1 Accounts receivable — The correction of these misstatements resulted from the change of accounting for Managed Services Agreements, for which the amount recorded to accounts receivable represents amounts invoiced for capacity billings to end customers which have not yet been collected by the financing entity as of the period end.
2 Inventories — The correction of these misstatements resulted from the change of accounting for inventory, including net capitalization of stock-based compensation cost of $2.0 million.
3 Deferred cost of revenue, current and non-current — The correction of these misstatements resulted from reclassifying deferred cost of revenue to property, plant and equipment, net, for the leased Energy Servers under the Managed Services Agreements and similar sale-leaseback arrangements of $7.4 million (short-term) and $55.4 million (long-term), net capitalization of stock-based compensation costs of $3.7 million into current deferred cost of revenue, and the correction of certain other immaterial misstatements identified to relieve installation deferred cost of revenue of $2.5 million.
4 Prepaid expenses and other current assets — The correction of these misstatements resulted from the change of accounting for Managed Services Agreements and similar arrangements, whereby prepaid property tax and insurance payments are now classified within prepaid expenses, rather than offset against deferred revenue.
5 Property, plant and equipment, net — The correction of these misstatements resulted from the change of accounting for Managed Services transactions and similar arrangements, whereby product and install cost of revenue are now recorded as property, plant and equipment, net in the cases where the risks of ownership have not completely transferred to the financing party of $230.9 million. This includes a net capitalization of stock-based compensation cost for these assets of $3.7 million.
6 Other long-term assets — The correction of these misstatements resulted from the change of accounting for Managed Services Agreements and similar arrangements, whereby the timing difference of capacity billings to end customers and the payments received from the financing entity is recorded within long term receivables and prepaid property tax and insurance payments are now classified within other long-term assets, rather than offset against long-term deferred revenue.
7 Accrued warranty — The correction of these misstatements resulted from the change of accounting for accrued warranty, which is now recorded on an as-incurred basis for our Managed Services Agreements and similar arrangements, reducing accrued warranty by $0.2 million and the change of accounting for the grid pricing escalation guarantees we provided in some of our sales arrangements, which are now recorded as derivative liabilities, reducing accrued warranty by $0.9 million.
8 Accrued expense and other current liabilities and other long-term liabilities — The correction of these misstatements resulted from the change of accounting for Managed Services Agreements, for which historical accrued liabilities recorded at inception of the agreements, as well as subsequent reductions of those liabilities, were reversed.
9 Financing obligations, current and non-current — The correction of these misstatements resulted from the change of accounting for Managed Services Agreements and similar arrangements, whereby instead of recognizing the upfront proceeds received from the bank as revenue, the proceeds received are classified as financing obligations.
10Deferred revenue and customer deposits, current and non-current — The correction of these misstatements resulted from the change of accounting for the recognition of product and installation revenue from upfront or ratable recognition to recognition of the capacity payments received from the end customer as power is generated by the Energy Servers as electricity revenue.
* * *
• Instruction 1: According to the restatement notes, how much stock-based compensation cost was capitalized into inventories?

• Source material:
* * *
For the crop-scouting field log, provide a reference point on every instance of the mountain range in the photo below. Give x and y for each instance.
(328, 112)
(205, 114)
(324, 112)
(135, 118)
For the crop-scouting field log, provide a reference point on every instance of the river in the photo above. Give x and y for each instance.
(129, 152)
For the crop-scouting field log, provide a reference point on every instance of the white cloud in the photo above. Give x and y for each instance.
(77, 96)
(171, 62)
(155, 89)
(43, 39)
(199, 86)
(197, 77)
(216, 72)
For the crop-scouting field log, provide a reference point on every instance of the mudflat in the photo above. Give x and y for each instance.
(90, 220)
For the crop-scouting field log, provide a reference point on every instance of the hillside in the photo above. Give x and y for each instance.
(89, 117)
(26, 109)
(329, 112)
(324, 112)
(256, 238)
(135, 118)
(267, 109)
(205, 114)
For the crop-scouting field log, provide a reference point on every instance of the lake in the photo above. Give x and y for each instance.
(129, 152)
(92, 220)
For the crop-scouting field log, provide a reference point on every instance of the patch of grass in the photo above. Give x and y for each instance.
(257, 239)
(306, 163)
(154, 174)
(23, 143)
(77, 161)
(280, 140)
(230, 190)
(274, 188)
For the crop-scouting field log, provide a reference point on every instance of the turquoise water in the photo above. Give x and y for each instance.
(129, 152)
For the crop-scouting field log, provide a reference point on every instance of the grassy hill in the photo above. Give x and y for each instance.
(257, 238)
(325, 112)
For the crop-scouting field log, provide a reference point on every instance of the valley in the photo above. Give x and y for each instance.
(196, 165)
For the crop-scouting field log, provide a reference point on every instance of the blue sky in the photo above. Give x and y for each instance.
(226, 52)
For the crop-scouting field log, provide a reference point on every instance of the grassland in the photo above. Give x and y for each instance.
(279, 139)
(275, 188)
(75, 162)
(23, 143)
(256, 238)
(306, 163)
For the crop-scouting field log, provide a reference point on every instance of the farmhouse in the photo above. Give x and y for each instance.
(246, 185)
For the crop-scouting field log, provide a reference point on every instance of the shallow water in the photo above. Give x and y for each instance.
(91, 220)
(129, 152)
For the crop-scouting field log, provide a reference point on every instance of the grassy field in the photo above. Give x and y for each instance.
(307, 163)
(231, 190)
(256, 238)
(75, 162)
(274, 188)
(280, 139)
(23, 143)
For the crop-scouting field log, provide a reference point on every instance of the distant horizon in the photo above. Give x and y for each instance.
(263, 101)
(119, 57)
* * *
• Instruction 2: Rewrite the lines of the listing from the one containing "of the distant" through the end of the listing, inclusive. Change "distant horizon" to "skyline" and leave everything else unchanged.

• Task result 1: $2.0 million

• Task result 2:
For the crop-scouting field log, provide a reference point on every instance of the skyline in the photo above. Give x and y for each instance.
(263, 101)
(119, 57)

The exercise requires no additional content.